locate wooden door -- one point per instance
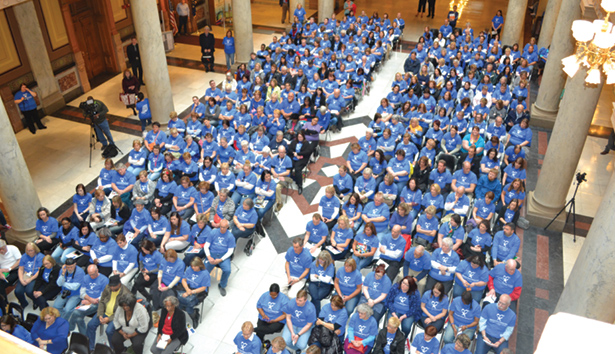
(90, 43)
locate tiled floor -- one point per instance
(57, 159)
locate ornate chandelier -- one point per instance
(595, 42)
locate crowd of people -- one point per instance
(426, 204)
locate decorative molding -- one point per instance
(9, 59)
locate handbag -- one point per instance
(128, 99)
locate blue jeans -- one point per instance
(91, 330)
(459, 289)
(363, 262)
(483, 348)
(103, 130)
(301, 342)
(230, 60)
(318, 291)
(225, 265)
(67, 306)
(78, 318)
(60, 255)
(449, 336)
(21, 291)
(406, 323)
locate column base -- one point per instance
(542, 118)
(53, 102)
(19, 238)
(540, 216)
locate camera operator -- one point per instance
(97, 112)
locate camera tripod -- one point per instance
(571, 205)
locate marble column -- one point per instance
(242, 25)
(565, 147)
(48, 89)
(590, 290)
(153, 59)
(548, 23)
(514, 22)
(16, 188)
(325, 9)
(544, 110)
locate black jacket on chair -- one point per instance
(178, 325)
(397, 346)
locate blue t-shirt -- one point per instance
(298, 263)
(348, 282)
(301, 315)
(273, 308)
(376, 287)
(433, 305)
(504, 283)
(425, 347)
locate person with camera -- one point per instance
(71, 278)
(97, 112)
(106, 309)
(24, 99)
(91, 290)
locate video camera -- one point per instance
(89, 108)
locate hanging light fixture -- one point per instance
(595, 42)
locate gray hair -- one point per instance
(364, 308)
(448, 242)
(172, 299)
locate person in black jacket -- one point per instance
(396, 345)
(178, 335)
(207, 42)
(45, 284)
(300, 151)
(134, 57)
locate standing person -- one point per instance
(207, 42)
(183, 11)
(285, 12)
(229, 49)
(24, 98)
(134, 57)
(432, 8)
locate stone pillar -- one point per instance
(548, 23)
(565, 147)
(514, 22)
(544, 110)
(153, 59)
(48, 89)
(325, 9)
(16, 188)
(590, 290)
(242, 25)
(293, 6)
(74, 44)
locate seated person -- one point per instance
(50, 331)
(173, 324)
(70, 279)
(106, 309)
(219, 247)
(195, 283)
(271, 316)
(170, 273)
(131, 322)
(246, 341)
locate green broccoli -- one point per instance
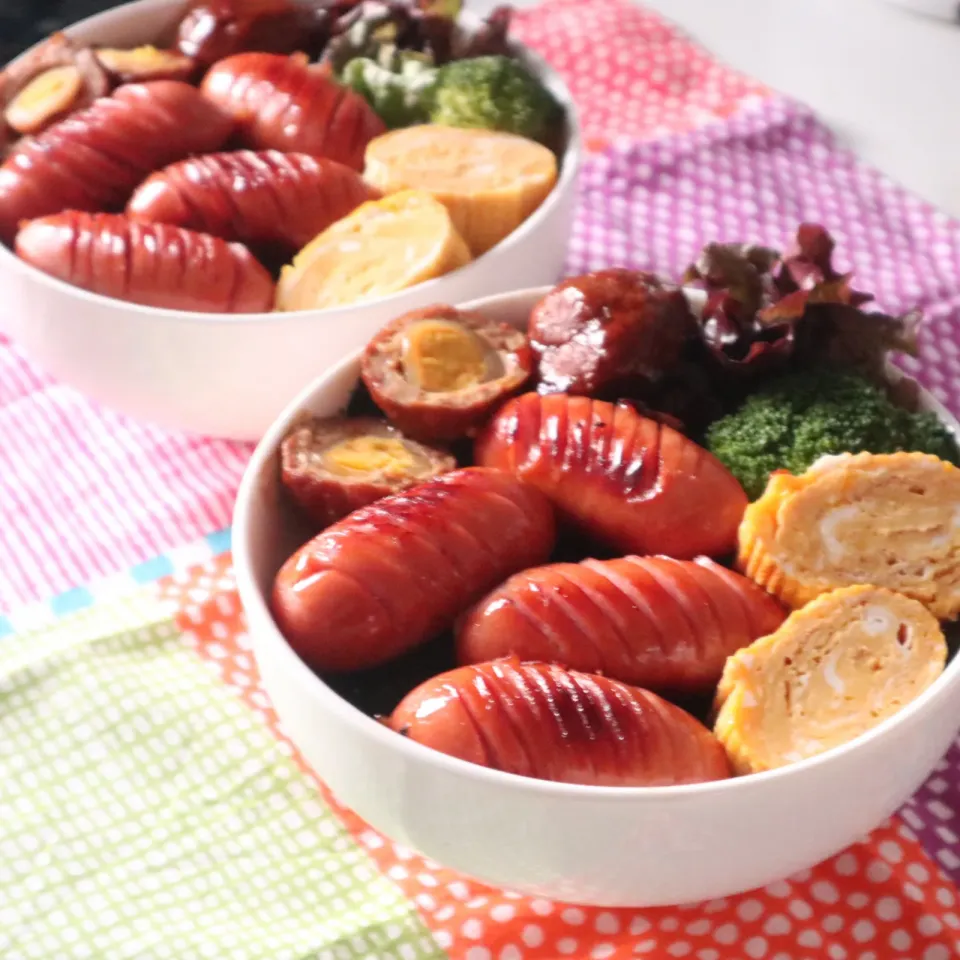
(493, 93)
(399, 85)
(803, 416)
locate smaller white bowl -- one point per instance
(599, 845)
(230, 375)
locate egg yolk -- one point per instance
(440, 357)
(368, 454)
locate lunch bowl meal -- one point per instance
(621, 591)
(202, 202)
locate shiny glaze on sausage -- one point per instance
(392, 575)
(653, 621)
(283, 103)
(263, 197)
(541, 720)
(629, 482)
(93, 159)
(151, 264)
(607, 330)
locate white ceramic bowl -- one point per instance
(231, 375)
(598, 845)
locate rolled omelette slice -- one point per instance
(489, 181)
(892, 520)
(382, 247)
(832, 671)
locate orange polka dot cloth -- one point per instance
(151, 807)
(884, 898)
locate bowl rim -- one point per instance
(254, 601)
(570, 162)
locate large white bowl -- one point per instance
(231, 375)
(598, 845)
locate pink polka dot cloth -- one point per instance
(685, 151)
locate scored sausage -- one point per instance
(394, 574)
(151, 264)
(439, 372)
(540, 720)
(282, 103)
(333, 466)
(213, 29)
(94, 158)
(653, 621)
(266, 197)
(629, 482)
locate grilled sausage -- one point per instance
(394, 574)
(94, 158)
(261, 198)
(333, 466)
(540, 720)
(631, 483)
(213, 29)
(439, 372)
(652, 621)
(282, 103)
(608, 331)
(152, 264)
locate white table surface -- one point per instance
(886, 80)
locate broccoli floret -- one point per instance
(399, 87)
(493, 93)
(804, 416)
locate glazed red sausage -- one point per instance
(627, 481)
(267, 197)
(94, 158)
(282, 103)
(396, 573)
(541, 720)
(653, 621)
(607, 330)
(152, 264)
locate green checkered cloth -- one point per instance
(146, 813)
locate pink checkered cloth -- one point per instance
(684, 151)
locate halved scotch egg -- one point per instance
(333, 466)
(831, 672)
(892, 520)
(439, 372)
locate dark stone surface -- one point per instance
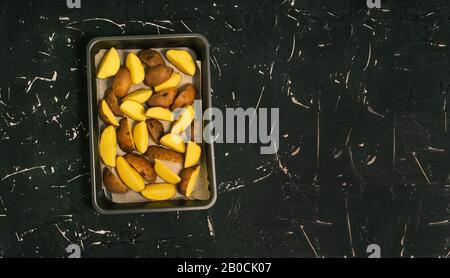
(372, 164)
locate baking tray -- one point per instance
(197, 43)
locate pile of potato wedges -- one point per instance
(132, 118)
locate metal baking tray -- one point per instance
(200, 46)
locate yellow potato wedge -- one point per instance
(159, 191)
(160, 113)
(166, 173)
(106, 114)
(133, 110)
(193, 152)
(174, 142)
(184, 121)
(158, 152)
(109, 65)
(173, 81)
(139, 96)
(124, 136)
(112, 182)
(136, 68)
(108, 146)
(186, 96)
(129, 176)
(188, 180)
(182, 60)
(142, 165)
(140, 136)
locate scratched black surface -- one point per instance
(363, 155)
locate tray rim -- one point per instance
(91, 102)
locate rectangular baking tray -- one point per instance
(196, 42)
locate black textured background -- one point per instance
(364, 140)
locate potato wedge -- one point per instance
(140, 136)
(110, 64)
(112, 182)
(159, 191)
(174, 142)
(106, 114)
(140, 96)
(142, 165)
(159, 113)
(135, 67)
(134, 110)
(155, 129)
(108, 146)
(188, 180)
(184, 120)
(163, 99)
(166, 173)
(193, 152)
(112, 102)
(157, 75)
(124, 137)
(173, 81)
(151, 57)
(128, 175)
(186, 96)
(182, 60)
(161, 153)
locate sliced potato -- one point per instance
(106, 114)
(128, 175)
(112, 102)
(174, 142)
(163, 99)
(108, 146)
(159, 191)
(188, 180)
(161, 153)
(182, 60)
(173, 81)
(185, 120)
(134, 110)
(122, 82)
(151, 57)
(142, 165)
(124, 137)
(155, 129)
(186, 96)
(110, 64)
(160, 113)
(112, 182)
(139, 96)
(193, 152)
(157, 75)
(166, 173)
(135, 67)
(140, 136)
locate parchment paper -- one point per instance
(201, 191)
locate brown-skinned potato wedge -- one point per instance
(157, 152)
(151, 57)
(112, 102)
(124, 136)
(186, 96)
(142, 165)
(186, 184)
(112, 182)
(122, 82)
(155, 129)
(163, 99)
(157, 75)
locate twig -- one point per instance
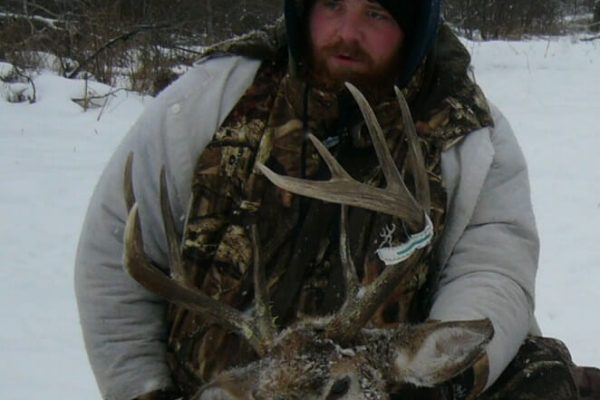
————————
* **What the task requires**
Report each row above that contains the word "white". Case counts, so a match must have the same capitalization.

* **Written answer**
locate smaller white bowl -- one point per instance
locate white ceramic bowl -- one point per instance
locate large white bowl -- one point per instance
locate white table surface -- one point per instance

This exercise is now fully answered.